Stated goal: In the stepparenting post below, transcribe the passage between "Bm has instilled" and "23 and 21 :?", inclusive.

Page extract:
====

Bm has instilled in all the SD's that if dad is not buying everything you want ,catering to your every need, rescuing you from every self imposed mess you get yourself into and worshipping the ground you walk on then he doesn't love you. The older two are a mess because he started saying no to them. Now they cry abandonment by daddy. They are 23 and 21 :?
With SD12 he has a chance to be a parent to her and help her become a responsible adult. But BM tries to sabatoge every step of the way.
We deal with this issue
We deal with this issue constantly. Have a 13 yr old SS his lousy BM pays for NOTHING. No clothes, no sports, no fees, no toys, no electronics no child support absolutely ZIP. So as the people who provided everything we would get completely livid when we had to watch things that we paid for leave our house to be eaten at her place. Her house is especially fond of cell phone chargers, expensive headphones, and trendy jackets (all items that she uses...hhhmmmmmm). My hubby is has resigned himself to the fact that this is just how things are and SS is old enough to control his own packing and making sure that he has what he needs. I on the other hand cannot stand it, I hate so much about her, I hate that her house is stocked with things that WE pay for and not only that but it comes back dirty, broken, bleached you name it. She doesn't pay for it why the f*%$ would she take care of it. I swear that she does it on purpose.
I have no quams about buying things for my SS, I like nice things and do not mind providing for my SS. But I do mind a whole hell of a lot when the things that I pay for are not at MY HOUSE. I expressed to my hubby and SS many times that I absolutely will not have things that I pay for end up at her house or I will no longer buy SS ANYTHING EVER period.
SS kept taking whatever he pleased to her house with no regard for my dislike of this. So I got in the habit of asking him out of the blue for certain things that I purchased (knowing full well that it had made its way to her house) well well that learned him his lesson when not only did he have to call his BM and make her bring these things to our house immediately and get in a huge fight with him but being caught being a dunce and having my generosity taken away for months on end was enough to teach him.
Its an uphill battle but we're getting there. Good luck to you.

====

Information supplied:
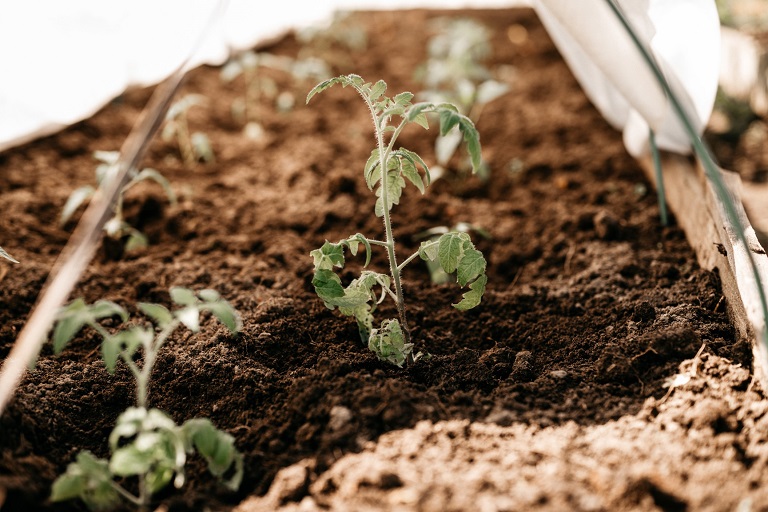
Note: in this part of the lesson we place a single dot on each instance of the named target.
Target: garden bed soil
(600, 372)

====

Response to the exercise:
Bm has instilled in all the SD's that if dad is not buying everything you want ,catering to your every need, rescuing you from every self imposed mess you get yourself into and worshipping the ground you walk on then he doesn't love you. The older two are a mess because he started saying no to them. Now they cry abandonment by daddy. They are 23 and 21 :?